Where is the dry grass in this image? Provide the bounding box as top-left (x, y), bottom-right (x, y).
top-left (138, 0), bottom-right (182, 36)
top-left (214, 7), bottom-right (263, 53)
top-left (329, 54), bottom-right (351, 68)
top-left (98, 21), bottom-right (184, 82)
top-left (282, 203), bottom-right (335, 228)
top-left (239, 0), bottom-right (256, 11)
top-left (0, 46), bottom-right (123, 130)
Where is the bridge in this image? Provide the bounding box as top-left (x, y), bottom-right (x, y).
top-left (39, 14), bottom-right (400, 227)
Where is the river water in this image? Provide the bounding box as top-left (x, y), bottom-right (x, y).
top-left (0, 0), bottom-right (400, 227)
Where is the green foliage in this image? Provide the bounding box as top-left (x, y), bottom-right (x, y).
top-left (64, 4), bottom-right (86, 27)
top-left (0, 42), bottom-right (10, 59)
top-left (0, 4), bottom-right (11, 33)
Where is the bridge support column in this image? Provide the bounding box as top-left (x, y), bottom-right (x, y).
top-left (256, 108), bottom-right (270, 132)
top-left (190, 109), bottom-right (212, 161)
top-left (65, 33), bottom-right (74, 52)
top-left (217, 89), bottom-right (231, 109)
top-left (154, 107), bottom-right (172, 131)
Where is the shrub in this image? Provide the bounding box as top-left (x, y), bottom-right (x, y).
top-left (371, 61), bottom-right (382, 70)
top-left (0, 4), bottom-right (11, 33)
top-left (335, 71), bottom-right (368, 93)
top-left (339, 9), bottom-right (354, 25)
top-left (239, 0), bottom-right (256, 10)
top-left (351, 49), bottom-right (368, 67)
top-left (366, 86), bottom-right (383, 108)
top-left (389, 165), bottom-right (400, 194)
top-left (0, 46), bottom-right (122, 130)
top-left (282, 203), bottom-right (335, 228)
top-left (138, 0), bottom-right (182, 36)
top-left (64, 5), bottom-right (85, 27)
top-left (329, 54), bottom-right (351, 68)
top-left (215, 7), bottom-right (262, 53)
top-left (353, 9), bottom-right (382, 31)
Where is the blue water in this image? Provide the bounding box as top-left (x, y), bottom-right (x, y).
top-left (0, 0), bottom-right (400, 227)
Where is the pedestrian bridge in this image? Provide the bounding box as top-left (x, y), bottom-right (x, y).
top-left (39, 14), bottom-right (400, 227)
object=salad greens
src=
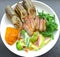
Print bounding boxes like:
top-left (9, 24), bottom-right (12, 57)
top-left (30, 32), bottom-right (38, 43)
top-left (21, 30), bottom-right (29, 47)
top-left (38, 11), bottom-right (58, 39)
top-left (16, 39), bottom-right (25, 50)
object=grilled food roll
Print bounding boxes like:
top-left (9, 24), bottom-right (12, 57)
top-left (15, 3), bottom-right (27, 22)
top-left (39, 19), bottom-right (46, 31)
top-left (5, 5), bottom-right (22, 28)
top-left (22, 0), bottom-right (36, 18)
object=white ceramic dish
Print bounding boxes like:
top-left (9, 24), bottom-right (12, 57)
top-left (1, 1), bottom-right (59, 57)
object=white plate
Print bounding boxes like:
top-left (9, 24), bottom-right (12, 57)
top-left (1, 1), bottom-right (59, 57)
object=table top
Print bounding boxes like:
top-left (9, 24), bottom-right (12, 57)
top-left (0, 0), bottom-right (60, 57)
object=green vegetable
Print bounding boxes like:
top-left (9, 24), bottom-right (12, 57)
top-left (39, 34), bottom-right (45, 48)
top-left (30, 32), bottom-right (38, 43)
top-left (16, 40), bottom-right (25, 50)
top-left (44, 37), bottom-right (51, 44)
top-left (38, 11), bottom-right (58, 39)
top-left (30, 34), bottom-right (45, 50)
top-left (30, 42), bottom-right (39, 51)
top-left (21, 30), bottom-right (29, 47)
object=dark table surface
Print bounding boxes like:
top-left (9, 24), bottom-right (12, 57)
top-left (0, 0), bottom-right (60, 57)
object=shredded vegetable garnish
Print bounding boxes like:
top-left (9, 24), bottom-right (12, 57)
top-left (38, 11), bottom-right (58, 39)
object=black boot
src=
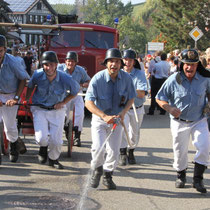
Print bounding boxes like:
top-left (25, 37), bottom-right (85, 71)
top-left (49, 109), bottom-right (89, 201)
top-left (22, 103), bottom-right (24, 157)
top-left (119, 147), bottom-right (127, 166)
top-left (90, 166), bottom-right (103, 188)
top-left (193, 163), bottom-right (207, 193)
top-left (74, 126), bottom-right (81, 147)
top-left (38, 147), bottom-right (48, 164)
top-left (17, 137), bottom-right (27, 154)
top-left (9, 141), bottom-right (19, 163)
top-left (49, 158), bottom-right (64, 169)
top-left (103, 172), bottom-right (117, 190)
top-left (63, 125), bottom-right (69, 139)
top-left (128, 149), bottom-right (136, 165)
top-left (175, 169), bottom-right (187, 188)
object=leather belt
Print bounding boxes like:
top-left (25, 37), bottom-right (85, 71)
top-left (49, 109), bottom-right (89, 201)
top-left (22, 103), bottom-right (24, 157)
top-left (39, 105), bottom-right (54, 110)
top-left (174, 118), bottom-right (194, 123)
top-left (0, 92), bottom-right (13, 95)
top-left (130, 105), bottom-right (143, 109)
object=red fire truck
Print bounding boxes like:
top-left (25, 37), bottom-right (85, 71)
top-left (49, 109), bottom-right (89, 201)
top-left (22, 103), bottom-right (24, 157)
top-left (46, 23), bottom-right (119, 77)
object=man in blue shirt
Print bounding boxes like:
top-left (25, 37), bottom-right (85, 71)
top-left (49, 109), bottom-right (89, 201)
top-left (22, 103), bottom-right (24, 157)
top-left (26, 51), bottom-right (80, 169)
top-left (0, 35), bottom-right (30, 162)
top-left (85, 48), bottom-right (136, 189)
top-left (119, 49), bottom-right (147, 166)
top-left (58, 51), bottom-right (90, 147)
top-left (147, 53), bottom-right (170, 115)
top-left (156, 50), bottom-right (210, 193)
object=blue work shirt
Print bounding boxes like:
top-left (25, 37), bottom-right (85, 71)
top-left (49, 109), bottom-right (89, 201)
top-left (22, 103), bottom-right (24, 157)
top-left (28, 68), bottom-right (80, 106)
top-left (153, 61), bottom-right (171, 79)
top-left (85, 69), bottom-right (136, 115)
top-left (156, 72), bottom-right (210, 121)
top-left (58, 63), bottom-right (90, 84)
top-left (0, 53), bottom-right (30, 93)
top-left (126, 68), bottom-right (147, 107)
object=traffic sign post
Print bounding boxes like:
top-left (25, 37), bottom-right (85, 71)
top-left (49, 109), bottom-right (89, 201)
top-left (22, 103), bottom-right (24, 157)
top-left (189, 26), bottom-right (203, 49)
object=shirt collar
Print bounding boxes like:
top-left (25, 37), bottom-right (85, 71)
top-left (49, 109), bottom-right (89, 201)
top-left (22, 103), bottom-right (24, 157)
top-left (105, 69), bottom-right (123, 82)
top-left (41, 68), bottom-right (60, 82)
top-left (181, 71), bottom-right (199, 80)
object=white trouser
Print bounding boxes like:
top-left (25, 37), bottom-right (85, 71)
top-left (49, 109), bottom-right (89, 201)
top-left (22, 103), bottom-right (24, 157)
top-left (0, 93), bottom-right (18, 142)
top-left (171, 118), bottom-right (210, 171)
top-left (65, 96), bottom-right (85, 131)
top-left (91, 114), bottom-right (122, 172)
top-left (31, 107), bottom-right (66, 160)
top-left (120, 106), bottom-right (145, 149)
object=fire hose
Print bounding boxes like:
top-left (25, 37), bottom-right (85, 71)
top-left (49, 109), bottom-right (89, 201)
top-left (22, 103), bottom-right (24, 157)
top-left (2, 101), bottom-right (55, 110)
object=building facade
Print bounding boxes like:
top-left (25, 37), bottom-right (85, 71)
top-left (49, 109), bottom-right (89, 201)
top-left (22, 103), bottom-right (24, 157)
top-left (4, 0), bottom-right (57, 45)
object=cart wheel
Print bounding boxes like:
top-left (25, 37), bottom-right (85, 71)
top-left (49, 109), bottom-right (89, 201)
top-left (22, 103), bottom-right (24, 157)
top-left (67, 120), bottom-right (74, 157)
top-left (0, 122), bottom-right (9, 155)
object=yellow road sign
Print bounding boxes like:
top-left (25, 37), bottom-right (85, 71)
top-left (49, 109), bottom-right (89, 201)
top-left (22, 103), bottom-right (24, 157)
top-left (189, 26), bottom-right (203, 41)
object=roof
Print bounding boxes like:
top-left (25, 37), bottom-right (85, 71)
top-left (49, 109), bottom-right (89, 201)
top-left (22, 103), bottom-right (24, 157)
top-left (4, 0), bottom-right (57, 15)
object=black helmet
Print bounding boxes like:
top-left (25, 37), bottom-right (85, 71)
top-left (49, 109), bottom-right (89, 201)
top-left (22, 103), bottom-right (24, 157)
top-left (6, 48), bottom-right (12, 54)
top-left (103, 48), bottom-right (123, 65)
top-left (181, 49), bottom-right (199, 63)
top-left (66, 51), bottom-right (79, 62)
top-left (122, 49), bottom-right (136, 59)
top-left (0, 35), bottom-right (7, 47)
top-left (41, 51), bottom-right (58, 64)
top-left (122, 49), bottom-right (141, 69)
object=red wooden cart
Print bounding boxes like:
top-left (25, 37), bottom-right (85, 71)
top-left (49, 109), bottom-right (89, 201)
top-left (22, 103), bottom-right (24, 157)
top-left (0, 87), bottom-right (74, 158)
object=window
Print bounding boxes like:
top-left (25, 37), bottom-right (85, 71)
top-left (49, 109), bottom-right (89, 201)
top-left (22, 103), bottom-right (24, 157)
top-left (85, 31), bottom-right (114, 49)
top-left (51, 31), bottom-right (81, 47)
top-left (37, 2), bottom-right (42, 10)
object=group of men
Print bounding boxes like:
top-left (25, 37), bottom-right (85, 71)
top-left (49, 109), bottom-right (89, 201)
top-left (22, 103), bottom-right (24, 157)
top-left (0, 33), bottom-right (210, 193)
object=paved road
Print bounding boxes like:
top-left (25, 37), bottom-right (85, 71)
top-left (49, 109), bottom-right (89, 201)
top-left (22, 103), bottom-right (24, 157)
··········
* _What the exercise asks_:
Reproduce the entries from the line with "object=man in blue shirt" to the line with "top-left (156, 50), bottom-right (210, 193)", including both of those lines and the requests, and shift every bounding-box coordinate in the answers by -113.

* _Written response_:
object=man in blue shirt
Print bounding boxes like:
top-left (25, 37), bottom-right (85, 71)
top-left (49, 109), bottom-right (89, 201)
top-left (22, 103), bottom-right (24, 157)
top-left (-87, -62), bottom-right (-33, 56)
top-left (-113, -78), bottom-right (-83, 49)
top-left (-28, -65), bottom-right (23, 76)
top-left (6, -64), bottom-right (34, 53)
top-left (-55, -62), bottom-right (-23, 34)
top-left (34, -60), bottom-right (57, 2)
top-left (43, -63), bottom-right (97, 80)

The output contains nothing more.